═════ Material for this task ═════

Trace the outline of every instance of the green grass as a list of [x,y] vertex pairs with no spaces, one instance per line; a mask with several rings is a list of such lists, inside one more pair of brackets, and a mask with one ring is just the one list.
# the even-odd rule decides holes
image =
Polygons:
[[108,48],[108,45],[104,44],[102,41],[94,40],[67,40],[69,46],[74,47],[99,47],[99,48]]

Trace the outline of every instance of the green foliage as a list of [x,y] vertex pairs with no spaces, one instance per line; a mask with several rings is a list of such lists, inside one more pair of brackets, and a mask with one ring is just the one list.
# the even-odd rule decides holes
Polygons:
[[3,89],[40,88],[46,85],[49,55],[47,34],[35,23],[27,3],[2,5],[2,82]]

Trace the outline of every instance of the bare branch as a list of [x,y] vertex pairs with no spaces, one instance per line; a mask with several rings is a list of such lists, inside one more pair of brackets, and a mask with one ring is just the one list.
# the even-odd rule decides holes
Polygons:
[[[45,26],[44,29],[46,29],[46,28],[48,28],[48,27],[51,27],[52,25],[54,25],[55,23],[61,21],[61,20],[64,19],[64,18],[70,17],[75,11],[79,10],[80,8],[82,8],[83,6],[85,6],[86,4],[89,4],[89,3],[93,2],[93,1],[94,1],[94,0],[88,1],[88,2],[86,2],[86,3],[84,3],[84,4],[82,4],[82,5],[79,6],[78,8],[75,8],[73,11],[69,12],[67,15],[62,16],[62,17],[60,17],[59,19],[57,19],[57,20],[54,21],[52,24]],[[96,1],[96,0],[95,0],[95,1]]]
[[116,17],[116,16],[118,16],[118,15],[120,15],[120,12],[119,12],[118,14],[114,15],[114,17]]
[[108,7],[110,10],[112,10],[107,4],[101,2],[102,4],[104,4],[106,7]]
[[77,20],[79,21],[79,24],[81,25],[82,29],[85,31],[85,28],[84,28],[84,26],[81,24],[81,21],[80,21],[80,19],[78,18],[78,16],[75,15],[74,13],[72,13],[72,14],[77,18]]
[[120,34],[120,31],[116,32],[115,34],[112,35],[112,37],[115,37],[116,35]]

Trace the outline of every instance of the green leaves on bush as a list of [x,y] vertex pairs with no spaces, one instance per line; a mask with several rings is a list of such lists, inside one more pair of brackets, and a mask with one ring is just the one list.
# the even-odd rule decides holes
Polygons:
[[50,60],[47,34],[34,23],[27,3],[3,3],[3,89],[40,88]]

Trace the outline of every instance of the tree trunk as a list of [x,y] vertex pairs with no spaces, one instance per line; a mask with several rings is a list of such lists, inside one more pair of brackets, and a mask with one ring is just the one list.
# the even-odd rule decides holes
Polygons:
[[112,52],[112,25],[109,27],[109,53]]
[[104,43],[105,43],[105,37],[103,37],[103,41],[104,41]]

═════

Requirements: Reproduce every one of the rows above verbatim, from the first line through the last.

Result for this exercise:
Trace the outline of every instance of the green grass as a list of [x,y] vertex pairs with no spaces, one instance per line; a mask with several rings is a list of such lists, inside one more pair of brackets, and a mask with one ring is just the one list.
# the even-odd rule decides holes
image =
Polygons:
[[108,48],[108,45],[104,44],[102,41],[94,40],[67,40],[69,46],[74,47],[99,47],[99,48]]

Trace the outline of every instance of the green foliage as a list of [x,y] vertex pairs with no spaces, one instance per line; a mask with several rings is a list of such lists, inside one more pair of brackets, and a mask with one ring is just the one list.
# the even-odd rule decides holes
Polygons:
[[3,89],[40,88],[46,85],[49,55],[47,34],[35,23],[27,3],[2,5],[2,82]]

Trace the outline of every instance of the bare branch as a list of [x,y] vertex pairs with no spaces, one instance per line; a mask with several rings is a list of such lists, inside one more pair of brackets, and a mask with one ring is just the one list.
# the even-odd rule decides holes
Polygons:
[[[45,26],[44,29],[46,29],[46,28],[48,28],[48,27],[51,27],[52,25],[54,25],[55,23],[61,21],[61,20],[64,19],[64,18],[70,17],[75,11],[79,10],[80,8],[82,8],[83,6],[85,6],[86,4],[89,4],[89,3],[93,2],[93,1],[94,1],[94,0],[88,1],[88,2],[86,2],[86,3],[84,3],[84,4],[82,4],[82,5],[79,6],[78,8],[75,8],[73,11],[69,12],[67,15],[62,16],[62,17],[60,17],[59,19],[57,19],[57,20],[54,21],[52,24]],[[96,1],[96,0],[95,0],[95,1]]]
[[116,17],[116,16],[118,16],[118,15],[120,15],[120,12],[119,12],[118,14],[114,15],[114,17]]
[[108,7],[110,10],[112,10],[107,4],[101,2],[102,4],[104,4],[106,7]]
[[77,20],[79,21],[79,24],[81,25],[82,29],[85,31],[85,28],[84,28],[84,26],[81,24],[81,21],[80,21],[80,19],[78,18],[78,16],[75,15],[74,13],[72,13],[72,14],[77,18]]
[[120,34],[120,31],[116,32],[115,34],[112,35],[112,37],[115,37],[116,35]]

Trace the outline of every instance of the green leaves on bush as a list of [x,y] vertex pairs with no spaces, one instance per line; a mask with several rings is a list of such lists, inside one more pair of brackets, and a mask with one ring is just the one list.
# the even-odd rule decides holes
Polygons:
[[50,60],[47,34],[34,23],[27,3],[3,3],[3,89],[40,88]]

Trace the outline of every instance of the tree trunk as a list of [x,y] vertex pairs with no spaces, one instance per line; a mask with several rings is a list of such lists, inside one more pair of brackets, and a mask with one ring is just the one list.
# the even-odd rule decides holes
Polygons:
[[112,52],[112,25],[109,27],[109,53]]
[[104,43],[105,43],[105,37],[103,37],[103,41],[104,41]]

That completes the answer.